| Given exercise |
Turn the lines from the one containing "Task: draw a bounding box around the doorway." through the final line into a JSON list of strings, one string per line and both ends included. Leave out any blank lines.

>> Begin

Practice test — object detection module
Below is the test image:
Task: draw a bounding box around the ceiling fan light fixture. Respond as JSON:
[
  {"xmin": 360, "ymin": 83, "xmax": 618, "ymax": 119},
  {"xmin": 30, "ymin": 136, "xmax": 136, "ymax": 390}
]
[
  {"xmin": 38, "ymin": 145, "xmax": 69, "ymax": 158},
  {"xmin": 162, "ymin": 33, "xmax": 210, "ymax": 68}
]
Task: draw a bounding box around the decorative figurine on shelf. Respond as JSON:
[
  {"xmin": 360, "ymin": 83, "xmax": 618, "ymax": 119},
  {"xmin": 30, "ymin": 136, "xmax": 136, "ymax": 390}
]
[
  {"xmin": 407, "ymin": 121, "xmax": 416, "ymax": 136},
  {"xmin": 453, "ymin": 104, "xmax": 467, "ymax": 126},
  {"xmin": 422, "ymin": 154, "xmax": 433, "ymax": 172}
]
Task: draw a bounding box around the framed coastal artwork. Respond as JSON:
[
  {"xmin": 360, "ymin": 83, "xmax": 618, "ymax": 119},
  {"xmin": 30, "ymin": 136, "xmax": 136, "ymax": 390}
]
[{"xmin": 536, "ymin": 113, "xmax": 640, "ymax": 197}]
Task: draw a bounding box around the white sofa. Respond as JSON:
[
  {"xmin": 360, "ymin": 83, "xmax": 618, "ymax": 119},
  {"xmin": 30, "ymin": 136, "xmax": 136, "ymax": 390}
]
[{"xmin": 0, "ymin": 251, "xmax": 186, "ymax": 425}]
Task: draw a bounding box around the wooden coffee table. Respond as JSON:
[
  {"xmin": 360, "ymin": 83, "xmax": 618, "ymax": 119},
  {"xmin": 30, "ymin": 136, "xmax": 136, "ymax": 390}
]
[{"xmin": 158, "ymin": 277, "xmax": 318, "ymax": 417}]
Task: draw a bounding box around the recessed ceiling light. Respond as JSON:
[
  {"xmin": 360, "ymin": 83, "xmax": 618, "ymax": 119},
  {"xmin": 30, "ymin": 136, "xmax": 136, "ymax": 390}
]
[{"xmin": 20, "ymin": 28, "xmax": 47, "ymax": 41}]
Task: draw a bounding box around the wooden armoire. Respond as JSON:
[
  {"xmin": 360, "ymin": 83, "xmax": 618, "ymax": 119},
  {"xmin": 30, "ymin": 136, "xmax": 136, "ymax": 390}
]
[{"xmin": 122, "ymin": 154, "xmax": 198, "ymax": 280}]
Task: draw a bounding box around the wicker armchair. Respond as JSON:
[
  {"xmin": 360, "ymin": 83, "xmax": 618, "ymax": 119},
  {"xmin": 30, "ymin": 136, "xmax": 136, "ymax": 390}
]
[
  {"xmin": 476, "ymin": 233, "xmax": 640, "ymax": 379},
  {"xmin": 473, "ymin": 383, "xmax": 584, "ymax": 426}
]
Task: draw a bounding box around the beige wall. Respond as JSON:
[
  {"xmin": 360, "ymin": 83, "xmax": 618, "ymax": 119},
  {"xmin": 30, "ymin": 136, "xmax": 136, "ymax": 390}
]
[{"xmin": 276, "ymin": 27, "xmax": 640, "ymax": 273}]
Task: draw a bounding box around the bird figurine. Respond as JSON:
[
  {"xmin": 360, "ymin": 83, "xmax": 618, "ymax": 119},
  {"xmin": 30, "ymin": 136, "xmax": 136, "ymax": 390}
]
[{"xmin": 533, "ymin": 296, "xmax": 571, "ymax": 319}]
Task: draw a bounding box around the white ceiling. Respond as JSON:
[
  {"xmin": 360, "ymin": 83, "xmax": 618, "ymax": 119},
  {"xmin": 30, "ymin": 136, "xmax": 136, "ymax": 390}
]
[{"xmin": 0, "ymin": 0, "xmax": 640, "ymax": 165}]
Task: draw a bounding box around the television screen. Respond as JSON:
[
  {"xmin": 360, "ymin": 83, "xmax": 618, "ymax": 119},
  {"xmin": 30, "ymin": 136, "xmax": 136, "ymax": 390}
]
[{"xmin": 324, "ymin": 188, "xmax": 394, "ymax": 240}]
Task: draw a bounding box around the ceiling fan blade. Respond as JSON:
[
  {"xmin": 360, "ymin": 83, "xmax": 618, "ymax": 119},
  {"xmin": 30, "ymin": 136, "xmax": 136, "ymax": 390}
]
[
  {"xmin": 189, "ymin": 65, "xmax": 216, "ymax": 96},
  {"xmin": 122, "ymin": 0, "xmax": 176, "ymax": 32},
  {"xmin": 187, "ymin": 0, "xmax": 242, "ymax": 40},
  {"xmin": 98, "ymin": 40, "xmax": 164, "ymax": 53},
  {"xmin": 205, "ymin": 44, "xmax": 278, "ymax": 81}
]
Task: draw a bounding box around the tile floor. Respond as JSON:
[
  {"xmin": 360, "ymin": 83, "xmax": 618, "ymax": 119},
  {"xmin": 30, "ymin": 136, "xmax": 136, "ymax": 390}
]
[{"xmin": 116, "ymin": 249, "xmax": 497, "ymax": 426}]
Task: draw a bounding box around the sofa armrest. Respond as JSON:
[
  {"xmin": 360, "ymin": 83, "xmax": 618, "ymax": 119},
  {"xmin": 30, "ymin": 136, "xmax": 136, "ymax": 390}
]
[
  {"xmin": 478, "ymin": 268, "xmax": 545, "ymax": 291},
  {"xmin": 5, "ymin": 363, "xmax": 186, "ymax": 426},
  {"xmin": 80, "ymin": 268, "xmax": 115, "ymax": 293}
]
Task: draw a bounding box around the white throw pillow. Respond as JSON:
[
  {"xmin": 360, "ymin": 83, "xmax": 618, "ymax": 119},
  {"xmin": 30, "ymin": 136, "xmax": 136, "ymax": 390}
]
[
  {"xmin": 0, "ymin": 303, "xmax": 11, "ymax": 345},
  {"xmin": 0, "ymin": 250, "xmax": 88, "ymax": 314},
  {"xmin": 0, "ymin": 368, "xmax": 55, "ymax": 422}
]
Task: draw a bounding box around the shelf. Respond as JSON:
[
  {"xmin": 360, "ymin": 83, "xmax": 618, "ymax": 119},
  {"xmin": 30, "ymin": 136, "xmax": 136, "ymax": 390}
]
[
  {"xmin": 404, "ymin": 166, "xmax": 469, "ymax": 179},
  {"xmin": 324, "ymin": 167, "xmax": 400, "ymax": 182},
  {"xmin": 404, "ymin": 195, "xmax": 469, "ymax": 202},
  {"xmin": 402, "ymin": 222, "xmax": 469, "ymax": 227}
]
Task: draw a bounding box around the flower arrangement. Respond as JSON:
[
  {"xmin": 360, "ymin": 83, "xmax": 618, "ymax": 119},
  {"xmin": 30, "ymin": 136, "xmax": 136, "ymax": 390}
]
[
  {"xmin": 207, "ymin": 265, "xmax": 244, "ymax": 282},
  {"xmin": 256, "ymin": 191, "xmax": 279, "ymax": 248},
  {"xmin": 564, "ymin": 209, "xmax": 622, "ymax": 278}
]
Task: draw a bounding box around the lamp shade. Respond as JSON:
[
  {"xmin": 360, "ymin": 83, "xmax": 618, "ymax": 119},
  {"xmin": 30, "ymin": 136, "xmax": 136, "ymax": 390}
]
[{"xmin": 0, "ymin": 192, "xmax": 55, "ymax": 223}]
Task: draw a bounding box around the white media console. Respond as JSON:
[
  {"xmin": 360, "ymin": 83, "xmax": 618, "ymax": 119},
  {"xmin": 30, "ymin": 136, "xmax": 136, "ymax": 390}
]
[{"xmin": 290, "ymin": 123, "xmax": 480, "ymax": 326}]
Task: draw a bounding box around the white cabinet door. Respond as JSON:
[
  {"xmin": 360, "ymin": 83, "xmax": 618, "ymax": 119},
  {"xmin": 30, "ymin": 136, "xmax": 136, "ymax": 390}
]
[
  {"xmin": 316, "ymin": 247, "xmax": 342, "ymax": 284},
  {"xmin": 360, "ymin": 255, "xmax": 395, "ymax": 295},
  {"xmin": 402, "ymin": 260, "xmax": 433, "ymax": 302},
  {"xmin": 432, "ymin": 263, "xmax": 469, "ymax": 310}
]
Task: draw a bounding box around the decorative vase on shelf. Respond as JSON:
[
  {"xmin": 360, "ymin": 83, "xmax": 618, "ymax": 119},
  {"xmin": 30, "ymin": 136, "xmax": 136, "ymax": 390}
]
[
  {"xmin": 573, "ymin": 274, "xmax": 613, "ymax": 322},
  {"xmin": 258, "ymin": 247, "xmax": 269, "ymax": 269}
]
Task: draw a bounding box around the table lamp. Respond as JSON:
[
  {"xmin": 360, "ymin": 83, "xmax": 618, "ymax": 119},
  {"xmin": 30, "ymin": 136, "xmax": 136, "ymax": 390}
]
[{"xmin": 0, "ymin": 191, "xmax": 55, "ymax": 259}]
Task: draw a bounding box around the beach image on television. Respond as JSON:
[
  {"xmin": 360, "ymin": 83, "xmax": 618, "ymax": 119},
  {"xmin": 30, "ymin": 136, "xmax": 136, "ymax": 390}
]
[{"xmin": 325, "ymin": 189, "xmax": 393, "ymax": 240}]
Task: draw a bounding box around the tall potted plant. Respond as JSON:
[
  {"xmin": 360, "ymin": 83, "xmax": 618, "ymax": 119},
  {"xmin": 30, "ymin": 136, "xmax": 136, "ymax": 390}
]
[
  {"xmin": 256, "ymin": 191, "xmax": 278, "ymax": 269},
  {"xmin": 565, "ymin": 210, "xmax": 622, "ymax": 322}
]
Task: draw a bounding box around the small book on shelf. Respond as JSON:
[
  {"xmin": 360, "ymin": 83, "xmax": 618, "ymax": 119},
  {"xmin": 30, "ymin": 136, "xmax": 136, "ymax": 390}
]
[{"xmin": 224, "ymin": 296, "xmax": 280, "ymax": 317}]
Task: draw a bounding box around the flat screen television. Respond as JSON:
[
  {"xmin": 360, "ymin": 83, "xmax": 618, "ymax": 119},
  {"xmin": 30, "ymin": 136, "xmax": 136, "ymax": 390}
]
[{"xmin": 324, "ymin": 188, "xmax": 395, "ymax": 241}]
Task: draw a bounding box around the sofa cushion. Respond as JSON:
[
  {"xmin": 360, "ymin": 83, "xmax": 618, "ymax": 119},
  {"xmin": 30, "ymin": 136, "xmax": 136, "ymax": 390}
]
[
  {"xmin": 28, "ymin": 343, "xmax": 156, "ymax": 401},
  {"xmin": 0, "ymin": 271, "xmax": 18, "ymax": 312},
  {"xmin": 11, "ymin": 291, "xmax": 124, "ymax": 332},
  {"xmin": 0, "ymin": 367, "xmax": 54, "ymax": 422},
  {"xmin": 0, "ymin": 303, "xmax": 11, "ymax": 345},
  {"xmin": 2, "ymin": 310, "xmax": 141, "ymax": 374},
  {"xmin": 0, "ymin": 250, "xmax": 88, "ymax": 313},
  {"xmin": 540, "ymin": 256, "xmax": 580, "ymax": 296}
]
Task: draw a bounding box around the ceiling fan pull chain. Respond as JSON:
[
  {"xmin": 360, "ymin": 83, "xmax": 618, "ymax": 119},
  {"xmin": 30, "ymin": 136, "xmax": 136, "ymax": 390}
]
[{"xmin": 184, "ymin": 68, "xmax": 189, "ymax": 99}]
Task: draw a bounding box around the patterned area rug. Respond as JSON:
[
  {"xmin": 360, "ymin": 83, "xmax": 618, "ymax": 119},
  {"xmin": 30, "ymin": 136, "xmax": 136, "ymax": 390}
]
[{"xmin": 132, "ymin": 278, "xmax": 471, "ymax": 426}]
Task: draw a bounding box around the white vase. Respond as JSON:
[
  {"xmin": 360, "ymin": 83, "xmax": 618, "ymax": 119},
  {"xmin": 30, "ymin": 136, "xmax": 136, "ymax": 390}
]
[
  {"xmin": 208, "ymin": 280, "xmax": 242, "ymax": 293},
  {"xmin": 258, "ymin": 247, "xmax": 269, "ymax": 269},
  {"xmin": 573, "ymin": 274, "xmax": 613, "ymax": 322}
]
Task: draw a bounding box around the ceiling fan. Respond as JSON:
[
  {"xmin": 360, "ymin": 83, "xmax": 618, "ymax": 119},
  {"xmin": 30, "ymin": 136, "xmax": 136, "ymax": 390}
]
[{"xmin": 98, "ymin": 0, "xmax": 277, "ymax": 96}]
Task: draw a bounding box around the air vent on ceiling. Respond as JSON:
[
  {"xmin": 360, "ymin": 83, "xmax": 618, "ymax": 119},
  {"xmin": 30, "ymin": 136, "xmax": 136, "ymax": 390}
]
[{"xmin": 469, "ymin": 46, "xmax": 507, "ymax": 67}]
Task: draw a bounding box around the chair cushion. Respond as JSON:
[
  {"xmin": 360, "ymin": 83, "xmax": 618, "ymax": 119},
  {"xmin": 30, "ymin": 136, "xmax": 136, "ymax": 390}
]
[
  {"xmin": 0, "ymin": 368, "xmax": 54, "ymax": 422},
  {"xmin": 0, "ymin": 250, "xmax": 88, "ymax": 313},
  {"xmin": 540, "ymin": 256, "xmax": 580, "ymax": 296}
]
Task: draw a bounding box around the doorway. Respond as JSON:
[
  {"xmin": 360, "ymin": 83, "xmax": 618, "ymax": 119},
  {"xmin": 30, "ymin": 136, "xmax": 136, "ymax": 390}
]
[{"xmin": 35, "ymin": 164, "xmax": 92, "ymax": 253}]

>> End

| Full response |
[
  "Task: draw a bounding box around the doorway. Respond as JSON:",
  "[",
  "  {\"xmin\": 360, \"ymin\": 83, \"xmax\": 618, \"ymax\": 119},",
  "  {\"xmin\": 30, \"ymin\": 136, \"xmax\": 136, \"ymax\": 390}",
  "]",
  "[{\"xmin\": 35, \"ymin\": 164, \"xmax\": 92, \"ymax\": 253}]"
]